Page

# Deere 235 disc



## Stxpecans123 (May 18, 2020)

Been looking for a disc in the 18 to 22 foot range for a while no just not finding anything in my price range anywhere remotely close to me.
But there has been a 235 Deere disc that has good blades but needs atleast some hoses and maybe repacking a cylinder for a decent price of about 3k. I am guessing it's a 22 foot disc as it doesn't have wheels on the wings. I have been driving by it for atleast a year and a half. Not 100% sure it's a 235 and not a 230.
I know Tx Jim is the expert on these disc as I seen him post all about them if I google 235 disc. So maybe he will chime in. Some.say they ridge bad but from what I gather that is if you are pulling the wheels off the ground and really hurrying it. I plan to use it to lightly disc after my offset disc.

How much of a pain is it to reseal those wing lift cylinders?

Plan on using it on a case 7110 2wd without duals or a maxxum 140 fwa. Think either of those will pull it?


----------



## Tx Jim (Jun 30, 2014)

Let me clarify something that due to my old age all I'm an EXPERT at is making trips to the bathroom!!! 

Yes 230/235 disks when pulled at higher ground speeds had difficulty leaving soil level & when disk isn't leveled correctly. I checked 235 parts schematics & wing cylinder repair kits look fairly simple to R&R.

I have no personal experience with either model tractor you mentioned so I'll refrain from replying to your tractor question.


----------



## matador (Jun 18, 2014)

I’ve run a 21 foot disk with a Deere 4640 and 4430. Both thought it was a child’s toy, so I’d think your 7110 can do it. The Magnum 140 certainly could.


----------



## Stxpecans123 (May 18, 2020)

I guess if the price is right, and the frame is in good shape. I assume all the parts are still available? A person could fix it up and have somthing good for a long time. I mean it's not like you can buy anything like that disc new. Everything now is made stupid heavy and requires alot of hp to pull.

Of the youtube videos I was able to find seemed the 235 disc doesn't do a terrible job of leveling. Guy who has the disc said it did a pretty good job of smoothing out his fields.

Currently using a 9 or so foot athens tandem disc, that thing should only be old for making watermelon beds. Plus it's so small it's a joke.

Well also have a bigger offset but it really isn't made to smooth out or level.


----------



## Stxpecans123 (May 18, 2020)

So the scrapper on it look like they are spose to pivot and be spring loaded and it looks like someone welded them where they no longer pivot. How is it spose to be?


----------



## Tx Jim (Jun 30, 2014)

Can you post a photo of the scrapers? I'll bet most of the parts are still available from JD if a body can afford them!


----------



## Stxpecans123 (May 18, 2020)

Here are some pics.


----------



## Stxpecans123 (May 18, 2020)

Better pic of weld


----------



## Stxpecans123 (May 18, 2020)

It needs 4 tires, a jack, and probably $250 worth of hoses and not sure abould cylinders. They look better than I remembered so maybe they are good???


----------



## Gearclash (Nov 25, 2010)

Data lines
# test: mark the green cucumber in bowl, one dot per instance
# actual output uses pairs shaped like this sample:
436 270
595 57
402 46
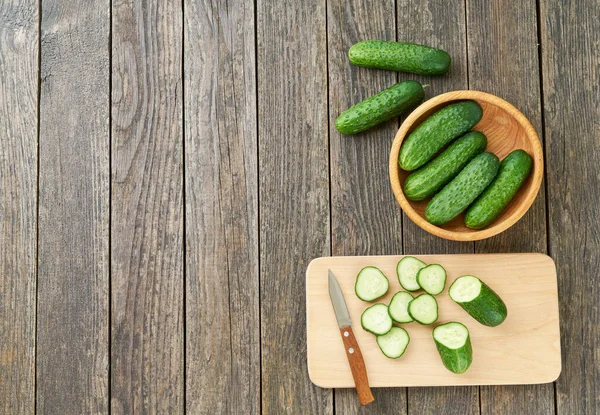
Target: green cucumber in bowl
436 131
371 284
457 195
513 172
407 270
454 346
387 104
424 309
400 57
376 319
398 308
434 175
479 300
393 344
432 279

Task requirements
- a) Reproduce the passage of the Deere 235 disc thread starting with "How much of" and going on through "will pull it?".
- b) Carry on the Deere 235 disc thread from the point where it stops.

Expected responses
- a)
How much of a pain is it to reseal those wing lift cylinders?

Plan on using it on a case 7110 2wd without duals or a maxxum 140 fwa. Think either of those will pull it?

- b)
A lot of problems with disk ridging have to do with soil condition and machine adjustments, and ground speed is one of those adjustments. Another thing to keep in mind is that contrary to what some think and do, a disk is a primary tillage tool, not a finishing tool. I get over something like 2000 acres of corn stalks a year and I can tell right away who uses a finisher and who beats around with a disk and calls it good. Disk finishing is especially awful when the soil is too wet, and long term annual disking results in a weird ground undulations that are rather tiring to work over.


----------



## Stxpecans123 (May 18, 2020)

Well he is pretty stuck on 4k. And I figure it needs atleast $850 in parts. 
For 4200 I can get a 22 foot 490 caseih in better condition but I have to move it 300 miles. Not sure what I am going to do.

Also there is a Deere 1010 field cultivator which I think is 18 foot and 3 point with tine harrow. Just not sure how well that would do after a offset with some big clumps and debris.


----------



## JOR Farm (Aug 27, 2019)

I have an 18' jd 630 basically the same disc but with a heavier frame. Speed is critical in leveling some fields you change rpm a few hundred or a whole gear 2 or 3 times from one end to the other. My favorite thing about it is the scrapers you can lock them out when it's dry then release them to spring pressure if it gets sticky.


----------



## Tx Jim (Jun 30, 2014)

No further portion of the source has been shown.